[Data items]
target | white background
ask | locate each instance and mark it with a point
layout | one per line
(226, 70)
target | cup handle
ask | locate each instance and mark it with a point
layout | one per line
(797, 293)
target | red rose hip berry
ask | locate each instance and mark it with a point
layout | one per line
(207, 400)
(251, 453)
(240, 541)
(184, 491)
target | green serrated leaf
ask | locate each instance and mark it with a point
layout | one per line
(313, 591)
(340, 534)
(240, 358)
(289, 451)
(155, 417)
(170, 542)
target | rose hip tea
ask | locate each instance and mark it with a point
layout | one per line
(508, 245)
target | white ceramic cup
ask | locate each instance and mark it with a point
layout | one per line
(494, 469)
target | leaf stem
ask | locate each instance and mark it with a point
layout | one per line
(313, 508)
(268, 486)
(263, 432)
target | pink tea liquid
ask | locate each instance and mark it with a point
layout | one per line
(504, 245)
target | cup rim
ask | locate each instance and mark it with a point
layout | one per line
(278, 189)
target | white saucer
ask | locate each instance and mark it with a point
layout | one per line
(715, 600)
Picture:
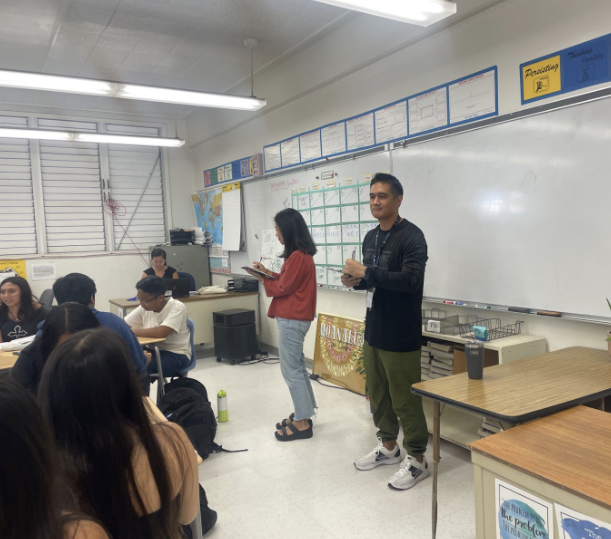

What you have to do: Update the listing by replacing "one per line" with "each on its own line" everywhere it appears, and keep everything else the same. Leave the pictures out of your answer.

Correct response:
target | white background
ask | locate each instance and mark it with a point
layout | each on its own line
(226, 70)
target | cup handle
ask | locate each instance and mark it with a point
layout | each on its own line
(797, 293)
target | red rose hip berry
ask | locate each instance and mark it with a point
layout | each on its own line
(207, 400)
(251, 453)
(240, 541)
(184, 491)
target | green serrated leaf
ask | locate each instance and mark it with a point
layout | each on its own line
(313, 591)
(340, 534)
(240, 358)
(289, 451)
(155, 417)
(170, 542)
target | rose hip tea
ask | locate each instance and mark it with a point
layout | each on its own line
(508, 245)
target | white ceramic cup
ask | locate each instance and mark it with a point
layout | each on its own line
(494, 469)
target | leaf stem
ask | locate each instance and mark it with a point
layout | each on its own line
(313, 508)
(268, 486)
(263, 432)
target | pink tea liquid
ask | locate each instance and mark it with a point
layout | each on its own line
(504, 245)
target | cup rim
ask | locate each instance and mark it with a point
layout | each on its own line
(278, 189)
target | white saucer
ask | locate each instance and mark it with a point
layout | each on its own line
(715, 600)
Picture:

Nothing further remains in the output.